====== Данные упражнения ======

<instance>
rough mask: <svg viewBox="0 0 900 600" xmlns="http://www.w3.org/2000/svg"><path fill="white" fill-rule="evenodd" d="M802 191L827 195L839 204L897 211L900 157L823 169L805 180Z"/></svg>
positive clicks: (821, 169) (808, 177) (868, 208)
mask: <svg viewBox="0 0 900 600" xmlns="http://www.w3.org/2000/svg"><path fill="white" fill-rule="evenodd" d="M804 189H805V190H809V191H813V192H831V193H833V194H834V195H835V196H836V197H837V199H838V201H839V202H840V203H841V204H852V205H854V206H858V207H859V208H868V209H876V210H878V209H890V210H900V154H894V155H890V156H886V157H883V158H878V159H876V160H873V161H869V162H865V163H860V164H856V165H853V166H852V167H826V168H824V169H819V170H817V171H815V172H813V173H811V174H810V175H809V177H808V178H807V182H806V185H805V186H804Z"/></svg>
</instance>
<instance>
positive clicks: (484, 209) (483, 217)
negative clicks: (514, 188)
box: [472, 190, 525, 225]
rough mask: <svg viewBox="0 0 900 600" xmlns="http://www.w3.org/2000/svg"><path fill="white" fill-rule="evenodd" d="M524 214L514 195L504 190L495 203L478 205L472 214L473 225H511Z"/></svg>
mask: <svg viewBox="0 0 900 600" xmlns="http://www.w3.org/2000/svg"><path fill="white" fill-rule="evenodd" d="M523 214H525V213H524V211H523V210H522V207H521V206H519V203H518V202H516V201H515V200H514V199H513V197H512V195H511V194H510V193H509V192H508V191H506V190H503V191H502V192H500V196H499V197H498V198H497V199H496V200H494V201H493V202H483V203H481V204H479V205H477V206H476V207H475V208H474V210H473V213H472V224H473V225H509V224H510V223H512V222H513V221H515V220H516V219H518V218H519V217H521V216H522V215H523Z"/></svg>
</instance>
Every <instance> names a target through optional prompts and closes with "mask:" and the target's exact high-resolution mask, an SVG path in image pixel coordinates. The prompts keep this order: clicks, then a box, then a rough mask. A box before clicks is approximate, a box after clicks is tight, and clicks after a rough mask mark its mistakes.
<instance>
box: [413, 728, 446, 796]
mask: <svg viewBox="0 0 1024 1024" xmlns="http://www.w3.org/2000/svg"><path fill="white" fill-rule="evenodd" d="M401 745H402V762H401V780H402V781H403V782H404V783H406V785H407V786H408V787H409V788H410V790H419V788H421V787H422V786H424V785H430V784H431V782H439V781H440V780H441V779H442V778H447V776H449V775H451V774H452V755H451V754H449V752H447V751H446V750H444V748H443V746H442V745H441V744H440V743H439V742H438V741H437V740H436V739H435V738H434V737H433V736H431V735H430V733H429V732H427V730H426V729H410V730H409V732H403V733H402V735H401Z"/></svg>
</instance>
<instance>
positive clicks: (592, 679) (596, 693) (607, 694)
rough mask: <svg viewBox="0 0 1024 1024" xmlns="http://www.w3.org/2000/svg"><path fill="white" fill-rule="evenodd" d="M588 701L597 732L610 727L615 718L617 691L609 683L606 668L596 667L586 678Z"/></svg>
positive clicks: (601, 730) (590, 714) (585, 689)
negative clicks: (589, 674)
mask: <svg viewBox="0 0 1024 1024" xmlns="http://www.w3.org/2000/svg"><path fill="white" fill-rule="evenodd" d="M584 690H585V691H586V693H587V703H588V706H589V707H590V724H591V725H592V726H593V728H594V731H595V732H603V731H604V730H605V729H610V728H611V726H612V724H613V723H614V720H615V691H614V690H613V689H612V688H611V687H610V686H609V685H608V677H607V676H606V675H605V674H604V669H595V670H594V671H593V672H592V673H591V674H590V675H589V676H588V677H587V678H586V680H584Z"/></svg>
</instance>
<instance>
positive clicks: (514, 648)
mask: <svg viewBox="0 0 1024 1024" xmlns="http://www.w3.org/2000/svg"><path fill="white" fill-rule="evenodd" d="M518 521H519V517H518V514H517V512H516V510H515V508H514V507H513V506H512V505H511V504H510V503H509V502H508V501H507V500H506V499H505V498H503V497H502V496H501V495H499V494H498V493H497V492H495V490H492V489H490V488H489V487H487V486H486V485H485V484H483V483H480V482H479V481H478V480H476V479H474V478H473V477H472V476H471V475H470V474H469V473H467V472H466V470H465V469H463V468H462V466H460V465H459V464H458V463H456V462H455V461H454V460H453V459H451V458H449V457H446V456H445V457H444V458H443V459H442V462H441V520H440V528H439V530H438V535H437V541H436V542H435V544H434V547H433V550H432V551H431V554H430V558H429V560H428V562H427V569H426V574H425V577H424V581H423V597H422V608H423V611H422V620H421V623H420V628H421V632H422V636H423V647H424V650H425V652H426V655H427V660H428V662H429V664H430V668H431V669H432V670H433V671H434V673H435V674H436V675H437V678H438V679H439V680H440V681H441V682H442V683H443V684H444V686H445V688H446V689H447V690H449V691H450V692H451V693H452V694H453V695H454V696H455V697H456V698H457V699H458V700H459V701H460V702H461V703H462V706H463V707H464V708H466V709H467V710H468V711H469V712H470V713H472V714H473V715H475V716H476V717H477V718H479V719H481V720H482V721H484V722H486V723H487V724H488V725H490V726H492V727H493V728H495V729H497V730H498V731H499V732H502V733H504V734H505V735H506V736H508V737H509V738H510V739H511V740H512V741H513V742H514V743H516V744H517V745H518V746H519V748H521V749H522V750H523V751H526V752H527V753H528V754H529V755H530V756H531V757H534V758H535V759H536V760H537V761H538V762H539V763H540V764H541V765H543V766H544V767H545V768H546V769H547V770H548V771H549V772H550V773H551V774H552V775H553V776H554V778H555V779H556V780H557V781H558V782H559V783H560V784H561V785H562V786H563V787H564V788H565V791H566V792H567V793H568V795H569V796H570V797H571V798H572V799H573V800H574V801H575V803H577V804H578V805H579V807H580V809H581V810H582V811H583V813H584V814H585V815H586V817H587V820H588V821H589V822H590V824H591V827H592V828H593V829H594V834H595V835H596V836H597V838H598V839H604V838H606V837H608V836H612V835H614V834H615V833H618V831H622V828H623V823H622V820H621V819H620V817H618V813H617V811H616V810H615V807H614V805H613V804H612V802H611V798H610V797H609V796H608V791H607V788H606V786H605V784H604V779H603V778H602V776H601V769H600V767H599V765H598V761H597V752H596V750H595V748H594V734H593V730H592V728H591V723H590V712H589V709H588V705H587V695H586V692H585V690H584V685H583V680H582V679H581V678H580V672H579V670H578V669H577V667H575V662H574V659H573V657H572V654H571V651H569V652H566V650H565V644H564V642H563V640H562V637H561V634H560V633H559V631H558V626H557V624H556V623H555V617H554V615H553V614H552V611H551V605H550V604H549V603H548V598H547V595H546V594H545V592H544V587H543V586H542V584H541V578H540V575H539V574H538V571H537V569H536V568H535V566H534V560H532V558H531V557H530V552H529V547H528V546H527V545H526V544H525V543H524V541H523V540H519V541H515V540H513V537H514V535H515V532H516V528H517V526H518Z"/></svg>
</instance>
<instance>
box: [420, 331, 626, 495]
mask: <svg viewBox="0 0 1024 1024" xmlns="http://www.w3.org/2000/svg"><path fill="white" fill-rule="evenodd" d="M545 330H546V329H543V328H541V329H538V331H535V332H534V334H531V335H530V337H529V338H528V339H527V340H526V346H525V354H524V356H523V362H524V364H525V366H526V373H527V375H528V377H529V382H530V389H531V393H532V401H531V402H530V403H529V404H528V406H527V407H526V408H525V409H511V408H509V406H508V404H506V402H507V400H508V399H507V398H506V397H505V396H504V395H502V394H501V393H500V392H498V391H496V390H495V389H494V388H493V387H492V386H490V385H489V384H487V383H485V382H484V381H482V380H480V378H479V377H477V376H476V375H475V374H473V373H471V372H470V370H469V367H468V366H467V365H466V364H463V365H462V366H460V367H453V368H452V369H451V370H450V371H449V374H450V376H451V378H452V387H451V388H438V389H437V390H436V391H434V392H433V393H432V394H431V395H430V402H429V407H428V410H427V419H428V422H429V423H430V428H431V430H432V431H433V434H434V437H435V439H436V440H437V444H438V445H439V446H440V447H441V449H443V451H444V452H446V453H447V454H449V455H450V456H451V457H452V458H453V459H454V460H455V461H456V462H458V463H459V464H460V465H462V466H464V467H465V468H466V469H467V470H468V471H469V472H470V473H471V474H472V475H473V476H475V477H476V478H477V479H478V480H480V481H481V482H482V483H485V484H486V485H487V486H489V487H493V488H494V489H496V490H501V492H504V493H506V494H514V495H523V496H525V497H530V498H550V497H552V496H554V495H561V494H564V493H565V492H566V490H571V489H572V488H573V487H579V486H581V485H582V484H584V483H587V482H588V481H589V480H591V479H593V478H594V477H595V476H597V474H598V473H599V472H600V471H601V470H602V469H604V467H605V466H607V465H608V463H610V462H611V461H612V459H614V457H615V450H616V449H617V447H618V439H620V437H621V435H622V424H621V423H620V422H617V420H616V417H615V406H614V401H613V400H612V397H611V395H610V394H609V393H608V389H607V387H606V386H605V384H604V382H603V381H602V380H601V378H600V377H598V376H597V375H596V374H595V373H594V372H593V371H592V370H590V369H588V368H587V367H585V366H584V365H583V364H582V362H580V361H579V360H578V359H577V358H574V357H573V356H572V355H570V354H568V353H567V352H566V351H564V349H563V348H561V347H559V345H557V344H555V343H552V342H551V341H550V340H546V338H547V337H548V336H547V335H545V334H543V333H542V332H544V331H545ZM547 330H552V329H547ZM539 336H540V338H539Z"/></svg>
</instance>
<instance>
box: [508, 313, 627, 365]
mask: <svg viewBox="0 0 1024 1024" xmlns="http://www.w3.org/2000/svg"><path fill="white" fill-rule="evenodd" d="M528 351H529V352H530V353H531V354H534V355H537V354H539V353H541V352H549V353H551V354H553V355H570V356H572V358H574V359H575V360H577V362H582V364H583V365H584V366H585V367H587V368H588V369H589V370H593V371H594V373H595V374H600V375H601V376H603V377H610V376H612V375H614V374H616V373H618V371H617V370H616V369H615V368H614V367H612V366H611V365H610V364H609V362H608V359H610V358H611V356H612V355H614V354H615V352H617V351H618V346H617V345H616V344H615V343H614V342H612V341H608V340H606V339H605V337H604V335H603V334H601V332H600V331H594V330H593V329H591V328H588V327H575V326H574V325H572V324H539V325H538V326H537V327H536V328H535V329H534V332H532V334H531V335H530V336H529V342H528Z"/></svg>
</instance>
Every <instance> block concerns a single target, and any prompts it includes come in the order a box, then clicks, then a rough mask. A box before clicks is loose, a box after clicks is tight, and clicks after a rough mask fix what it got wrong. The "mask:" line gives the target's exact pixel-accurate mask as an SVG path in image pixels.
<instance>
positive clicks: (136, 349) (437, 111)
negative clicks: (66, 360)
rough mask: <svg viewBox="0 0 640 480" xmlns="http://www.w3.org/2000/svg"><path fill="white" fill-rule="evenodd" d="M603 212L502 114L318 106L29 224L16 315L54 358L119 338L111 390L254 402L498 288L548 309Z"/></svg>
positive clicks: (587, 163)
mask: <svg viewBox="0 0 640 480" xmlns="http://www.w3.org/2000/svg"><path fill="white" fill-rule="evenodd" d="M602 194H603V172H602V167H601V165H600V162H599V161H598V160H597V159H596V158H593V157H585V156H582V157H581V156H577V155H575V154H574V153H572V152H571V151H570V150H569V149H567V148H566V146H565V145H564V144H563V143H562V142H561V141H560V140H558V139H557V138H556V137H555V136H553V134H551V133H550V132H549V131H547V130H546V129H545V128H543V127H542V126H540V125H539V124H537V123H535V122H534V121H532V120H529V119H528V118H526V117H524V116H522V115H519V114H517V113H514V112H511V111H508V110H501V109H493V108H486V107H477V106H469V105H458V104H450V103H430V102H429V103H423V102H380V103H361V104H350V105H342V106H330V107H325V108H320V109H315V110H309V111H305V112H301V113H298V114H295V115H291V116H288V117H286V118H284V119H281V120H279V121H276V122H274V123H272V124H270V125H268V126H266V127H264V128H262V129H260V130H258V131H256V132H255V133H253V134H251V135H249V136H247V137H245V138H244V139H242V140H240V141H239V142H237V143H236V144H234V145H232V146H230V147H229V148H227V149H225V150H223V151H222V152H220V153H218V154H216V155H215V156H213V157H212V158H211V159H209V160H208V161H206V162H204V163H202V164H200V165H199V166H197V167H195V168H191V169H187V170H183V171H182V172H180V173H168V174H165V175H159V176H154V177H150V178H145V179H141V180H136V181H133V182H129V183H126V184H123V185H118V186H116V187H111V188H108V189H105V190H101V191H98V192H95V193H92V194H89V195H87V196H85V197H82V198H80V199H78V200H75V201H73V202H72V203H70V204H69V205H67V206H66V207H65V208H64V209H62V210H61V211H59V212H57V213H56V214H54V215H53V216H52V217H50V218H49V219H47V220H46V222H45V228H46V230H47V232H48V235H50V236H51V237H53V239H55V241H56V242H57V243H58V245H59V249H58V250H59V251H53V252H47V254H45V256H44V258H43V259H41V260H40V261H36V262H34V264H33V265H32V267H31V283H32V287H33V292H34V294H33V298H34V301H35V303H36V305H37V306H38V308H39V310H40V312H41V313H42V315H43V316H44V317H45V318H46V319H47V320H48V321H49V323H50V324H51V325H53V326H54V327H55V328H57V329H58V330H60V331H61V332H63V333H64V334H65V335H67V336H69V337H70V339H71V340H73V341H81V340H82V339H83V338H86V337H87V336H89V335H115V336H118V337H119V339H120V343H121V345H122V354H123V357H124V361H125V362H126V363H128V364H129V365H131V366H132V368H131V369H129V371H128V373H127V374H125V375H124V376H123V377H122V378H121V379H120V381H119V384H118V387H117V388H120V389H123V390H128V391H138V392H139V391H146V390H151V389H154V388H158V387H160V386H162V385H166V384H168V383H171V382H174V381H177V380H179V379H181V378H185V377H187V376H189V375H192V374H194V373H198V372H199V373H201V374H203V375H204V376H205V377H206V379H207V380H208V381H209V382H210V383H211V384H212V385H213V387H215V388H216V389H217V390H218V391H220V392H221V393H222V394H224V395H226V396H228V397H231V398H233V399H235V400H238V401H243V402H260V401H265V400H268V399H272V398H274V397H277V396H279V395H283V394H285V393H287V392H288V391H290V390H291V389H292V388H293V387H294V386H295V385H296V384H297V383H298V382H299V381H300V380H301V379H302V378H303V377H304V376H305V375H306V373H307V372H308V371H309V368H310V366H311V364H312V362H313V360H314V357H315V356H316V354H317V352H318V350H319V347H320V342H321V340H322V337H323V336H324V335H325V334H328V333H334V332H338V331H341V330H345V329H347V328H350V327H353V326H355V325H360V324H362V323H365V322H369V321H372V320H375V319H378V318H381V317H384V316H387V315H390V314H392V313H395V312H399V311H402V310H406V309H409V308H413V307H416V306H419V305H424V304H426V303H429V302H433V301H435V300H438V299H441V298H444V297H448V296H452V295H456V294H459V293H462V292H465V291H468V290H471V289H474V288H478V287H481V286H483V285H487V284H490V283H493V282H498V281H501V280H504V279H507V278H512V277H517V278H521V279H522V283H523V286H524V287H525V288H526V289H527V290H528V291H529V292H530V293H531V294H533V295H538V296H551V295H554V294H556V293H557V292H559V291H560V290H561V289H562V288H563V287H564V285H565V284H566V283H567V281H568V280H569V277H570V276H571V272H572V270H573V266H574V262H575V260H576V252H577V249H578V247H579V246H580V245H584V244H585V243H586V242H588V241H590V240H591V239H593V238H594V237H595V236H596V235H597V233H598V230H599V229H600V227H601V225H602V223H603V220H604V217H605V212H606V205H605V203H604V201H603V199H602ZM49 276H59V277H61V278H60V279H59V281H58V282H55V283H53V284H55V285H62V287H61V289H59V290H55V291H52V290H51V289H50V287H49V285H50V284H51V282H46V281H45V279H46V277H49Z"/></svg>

======

### [Задание]
Преобразуйте строки записей, начиная с самой первой и заканчивая строкой с «positive clicks: (821, 169)» включительно, в JSON-список строк, по одной на каждую строку текста. Пустые строки не включайте.

### [Ответ]
[
  "<instance>",
  "rough mask: <svg viewBox=\"0 0 900 600\" xmlns=\"http://www.w3.org/2000/svg\"><path fill=\"white\" fill-rule=\"evenodd\" d=\"M802 191L827 195L839 204L897 211L900 157L823 169L805 180Z\"/></svg>",
  "positive clicks: (821, 169) (808, 177) (868, 208)"
]